| 페이지 |
____
Inference.py

import tensorflow as tf
from tensorflow.keras import layers, Model
import numpy as np
import tensorflow.keras.backend as K
from tensorflow.keras import mixed_precision
import sentencepiece as spm
import os, json
import requests

print('1')

tf.get_logger().setLevel("ERROR")
SEED = 42
tf.random.set_seed(SEED)
np.random.seed(SEED)
max_len = 150 # 기존 코드에서 200으로 설정됨
batch_size = 128

# TPU 초기화 (기존 코드와 동일)
try:
    resolver = tf.distribute.cluster_resolver.TPUClusterResolver(tpu="local")
    tf.tpu.experimental.initialize_tpu_system(resolver)
    strategy = tf.distribute.TPUStrategy(resolver)
    print("✅ TPU 초기화 완료:", resolver.cluster_spec().as_dict())
    on_tpu = True

except Exception as e:
    print("⚠️ TPU 미사용, GPU/CPU로 진행:", e)
    strategy = tf.distribute.get_strategy()
    on_tpu = False

# Mixed precision (기존 코드와 동일)
policy = mixed_precision.Policy("mixed_bfloat16" if on_tpu else "float32")
mixed_precision.set_global_policy(policy)
print("✅ Mixed precision:", policy)

# =======================
# 1) 파일 다운로드 및 토크나이저 초기화 (기존 코드와 동일)
# =======================

def download_file(url, save_path):
    r = requests.get(url, stream=True)
    r.raise_for_status()
    with open(save_path, "wb") as f:
        for chunk in r.iter_content(8192*2):
            f.write(chunk)
    print(f"✅ {save_path} 저장됨")

DATA_PATH = "converted.jsonl"
TOKENIZER_PATH = "ko_unigram.model"

if not os.path.exists(DATA_PATH):
    download_file(
        "https://huggingface.co/datasets/Yuchan5386/TinyInst/resolve/main/output.jsonl?download=true",
        DATA_PATH
    )

if not os.path.exists(TOKENIZER_PATH):
    download_file(
        "https://huggingface.co/datasets/Yuchan5386/TinyInst/resolve/main/ko_unigram.model?download=true",
        TOKENIZER_PATH
    )

sp = spm.SentencePieceProcessor(TOKENIZER_PATH)
____
| 제공 정보 |
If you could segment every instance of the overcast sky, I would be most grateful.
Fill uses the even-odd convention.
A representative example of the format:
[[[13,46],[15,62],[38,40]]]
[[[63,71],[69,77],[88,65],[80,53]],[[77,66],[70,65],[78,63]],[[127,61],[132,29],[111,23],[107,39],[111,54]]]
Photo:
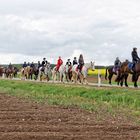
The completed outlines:
[[[110,65],[140,55],[140,0],[0,0],[0,64],[82,53]]]

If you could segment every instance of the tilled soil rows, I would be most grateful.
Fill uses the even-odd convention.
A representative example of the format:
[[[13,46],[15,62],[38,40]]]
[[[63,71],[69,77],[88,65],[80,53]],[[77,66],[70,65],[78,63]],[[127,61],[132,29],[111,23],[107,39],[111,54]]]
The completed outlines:
[[[96,113],[0,94],[0,140],[135,140],[140,126]]]

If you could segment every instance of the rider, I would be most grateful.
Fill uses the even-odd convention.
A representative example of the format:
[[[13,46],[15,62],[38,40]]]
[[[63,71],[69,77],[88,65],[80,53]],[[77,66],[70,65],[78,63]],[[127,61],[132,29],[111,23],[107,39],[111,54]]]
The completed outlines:
[[[77,62],[76,57],[74,57],[74,60],[73,60],[73,65],[76,65],[76,64],[78,64],[78,62]]]
[[[116,57],[116,60],[114,62],[114,68],[115,68],[117,75],[118,75],[118,72],[119,72],[118,70],[120,67],[121,67],[121,61],[119,60],[119,57]]]
[[[22,65],[22,68],[26,68],[27,67],[27,64],[26,62],[24,62],[24,64]]]
[[[79,72],[81,72],[82,67],[84,66],[84,58],[83,58],[82,54],[80,54],[80,56],[79,56],[78,64],[79,64],[78,65]]]
[[[30,67],[33,68],[34,66],[35,66],[35,64],[34,64],[34,62],[32,62],[31,65],[30,65]]]
[[[69,67],[71,66],[70,59],[67,60],[66,65],[68,65]]]
[[[30,62],[27,63],[27,67],[30,66]]]
[[[61,56],[59,56],[56,64],[56,71],[59,70],[59,67],[63,64],[63,60],[61,59]]]
[[[132,55],[132,62],[133,62],[132,69],[134,69],[135,64],[138,63],[138,61],[140,60],[140,58],[137,54],[137,48],[133,48],[133,51],[132,51],[131,55]]]
[[[41,67],[41,63],[40,63],[40,61],[38,61],[37,68],[39,69],[40,67]]]
[[[43,58],[42,67],[44,67],[46,64],[47,64],[47,60],[46,60],[46,58]]]
[[[11,64],[11,62],[10,62],[10,64],[8,65],[8,68],[9,68],[9,69],[12,69],[12,67],[13,67],[13,66],[12,66],[12,64]]]

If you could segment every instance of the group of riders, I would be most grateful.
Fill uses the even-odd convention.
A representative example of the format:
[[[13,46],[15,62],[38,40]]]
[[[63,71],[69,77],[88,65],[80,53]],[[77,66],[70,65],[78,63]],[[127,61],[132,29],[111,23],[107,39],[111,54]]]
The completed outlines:
[[[58,60],[57,60],[57,64],[56,64],[56,71],[59,70],[59,67],[62,64],[63,64],[63,60],[62,60],[61,56],[59,56],[58,57]],[[83,58],[83,55],[82,54],[80,54],[78,60],[77,60],[76,57],[74,57],[73,62],[71,62],[70,59],[67,59],[67,62],[66,62],[65,65],[67,65],[70,68],[70,67],[72,67],[72,65],[75,65],[75,64],[78,65],[77,70],[79,70],[79,72],[81,72],[81,69],[82,69],[82,67],[84,65],[84,58]],[[43,58],[43,61],[42,62],[38,61],[37,65],[35,65],[33,62],[32,63],[29,63],[29,62],[26,63],[26,62],[24,62],[23,65],[22,65],[22,68],[26,68],[28,66],[30,66],[31,68],[33,68],[33,67],[36,66],[38,69],[41,68],[41,71],[44,71],[45,66],[50,66],[50,62],[48,62],[46,60],[46,58]],[[9,65],[9,68],[11,68],[11,63]]]
[[[139,58],[139,56],[138,56],[138,53],[137,53],[137,48],[136,48],[136,47],[133,48],[133,50],[132,50],[132,52],[131,52],[131,56],[132,56],[132,62],[129,62],[128,60],[126,60],[126,61],[127,61],[128,64],[129,64],[129,69],[130,69],[130,71],[133,73],[133,72],[135,72],[135,65],[136,65],[136,63],[138,63],[139,60],[140,60],[140,58]],[[56,63],[56,68],[55,68],[56,72],[59,71],[59,68],[60,68],[60,66],[61,66],[62,64],[65,65],[65,66],[68,66],[69,69],[72,68],[73,65],[77,65],[77,72],[80,73],[81,70],[82,70],[82,67],[84,66],[84,58],[83,58],[83,55],[80,54],[78,60],[77,60],[76,57],[74,57],[74,59],[73,59],[72,62],[70,61],[70,59],[67,59],[66,64],[63,63],[63,60],[62,60],[61,56],[59,56],[59,57],[58,57],[58,60],[57,60],[57,63]],[[122,64],[122,63],[121,63],[119,57],[116,57],[116,60],[115,60],[115,62],[114,62],[114,69],[113,69],[113,71],[114,71],[114,73],[116,73],[117,75],[118,75],[118,73],[119,73],[119,69],[120,69],[120,67],[121,67],[121,64]],[[48,61],[46,60],[46,58],[43,58],[42,62],[38,61],[37,64],[35,64],[35,63],[33,63],[33,62],[32,62],[32,63],[29,63],[29,62],[26,63],[26,62],[24,62],[23,65],[22,65],[22,68],[25,69],[25,68],[28,67],[28,66],[31,67],[31,68],[36,67],[38,70],[40,69],[40,70],[43,72],[44,69],[45,69],[45,67],[46,67],[46,66],[51,67],[51,64],[50,64],[50,62],[48,62]],[[9,68],[9,69],[12,69],[12,67],[13,67],[13,66],[12,66],[12,64],[10,63],[9,66],[8,66],[8,68]]]
[[[132,52],[131,52],[131,56],[132,56],[132,63],[128,61],[128,59],[126,59],[126,62],[129,63],[129,69],[130,71],[133,73],[135,71],[135,65],[136,63],[138,63],[140,61],[140,58],[138,56],[137,53],[137,48],[134,47]],[[116,74],[118,75],[119,69],[121,67],[121,61],[119,60],[119,57],[116,57],[116,60],[114,62],[114,72],[116,72]]]
[[[56,63],[56,68],[55,68],[55,71],[58,72],[59,71],[59,68],[61,65],[65,65],[65,66],[68,66],[68,70],[70,71],[72,69],[72,66],[73,65],[78,65],[77,66],[77,71],[78,72],[81,72],[81,69],[82,67],[84,66],[84,58],[83,58],[83,55],[80,54],[79,56],[79,59],[77,60],[76,57],[73,58],[73,61],[71,62],[70,59],[67,59],[67,62],[66,64],[64,64],[61,56],[58,57],[58,60],[57,60],[57,63]],[[40,70],[41,72],[45,73],[45,68],[51,68],[51,64],[50,62],[48,62],[46,60],[46,58],[43,58],[42,62],[38,61],[38,63],[30,63],[30,62],[24,62],[23,65],[22,65],[22,71],[25,70],[27,67],[30,67],[32,69],[38,69],[38,71]],[[7,67],[9,70],[12,71],[13,69],[13,65],[10,63]]]

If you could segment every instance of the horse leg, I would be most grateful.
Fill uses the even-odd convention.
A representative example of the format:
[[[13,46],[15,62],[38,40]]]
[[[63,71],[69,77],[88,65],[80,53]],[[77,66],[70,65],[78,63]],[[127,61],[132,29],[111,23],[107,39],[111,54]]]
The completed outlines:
____
| 지시 1 |
Inference.py 코드의 import 문에서 as 키워드로 붙인 별칭을 모두 나열하세요.
| 지시 2 |
목록의 처음부터 "[[[110,65],[140,55],[140,0],[0,0],[0,64],[82,53]]]"가 들어 있는 줄까지를 양 끝 줄을 포함해 그대로 인용하세요. 그림은 답에서 빼세요.

| 작업 결과 1 |
- tf
- np
- K
- spm

| 작업 결과 2 |
If you could segment every instance of the overcast sky, I would be most grateful.
Fill uses the even-odd convention.
A representative example of the format:
[[[13,46],[15,62],[38,40]]]
[[[63,71],[69,77],[88,65],[80,53]],[[77,66],[70,65],[78,63]],[[127,61],[132,29],[111,23],[107,39],[111,54]]]
Photo:
The completed outlines:
[[[110,65],[140,55],[140,0],[0,0],[0,64],[82,53]]]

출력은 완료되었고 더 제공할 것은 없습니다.